WHAT TO PRODUCE:
Please rewrite the part of the marriage advice exchange that opens with the words containing "Typical blame shifting, she" and closes with "those things enough.", changing "blame shifting" to "deflection".

EXCERPTED PASSAGE:
● ● ● ●
We are in couples therapy and since I have found out, she has agreed to end things with the other guy in order to give our relationship one final shot, but she doesn't feel connected to me.
And she is not going to until you reject her like she has rejected you.
How can I ask her to tell me what she's thinking and open up to me when I know that her telling me what she's really feeling is not something I want to hear?
Understand that right now she sees you as the enemy to her happiness, she isn't going to want anything to do with you as long as she is longing for the OM.
She says that I didn't pay enough attention to her during our marriage, listen enough, appreciate her enough, do romantic things for her enough, cuddle with her enough, but now she says she wants space.
Typical blame shifting, she doesn't want to deal with the fact she is doing something wrong so she is making stuff up to justify herself. Ignore this.
It's like she is setting me up for failure because she no longer wants those things from me. If I give her space, she will be as lonely as she was with me before, but if I woo her, it seems forced and contrived to her when I went so long without doing those things enough.
Right now the only option is give her space, anything good you do for her will seem fake to her anyway and besides, she has already checked out emotionally so its a waste of time.
● ● ● ●
(Point location data)
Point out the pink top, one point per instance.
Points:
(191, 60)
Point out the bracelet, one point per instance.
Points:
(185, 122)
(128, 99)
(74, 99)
● ● ● ●
RESPONSE TO THE TASK:
Typical deflection, she doesn't want to deal with the fact she is doing something wrong so she is making stuff up to justify herself. Ignore this.
It's like she is setting me up for failure because she no longer wants those things from me. If I give her space, she will be as lonely as she was with me before, but if I woo her, it seems forced and contrived to her when I went so long without doing those things enough.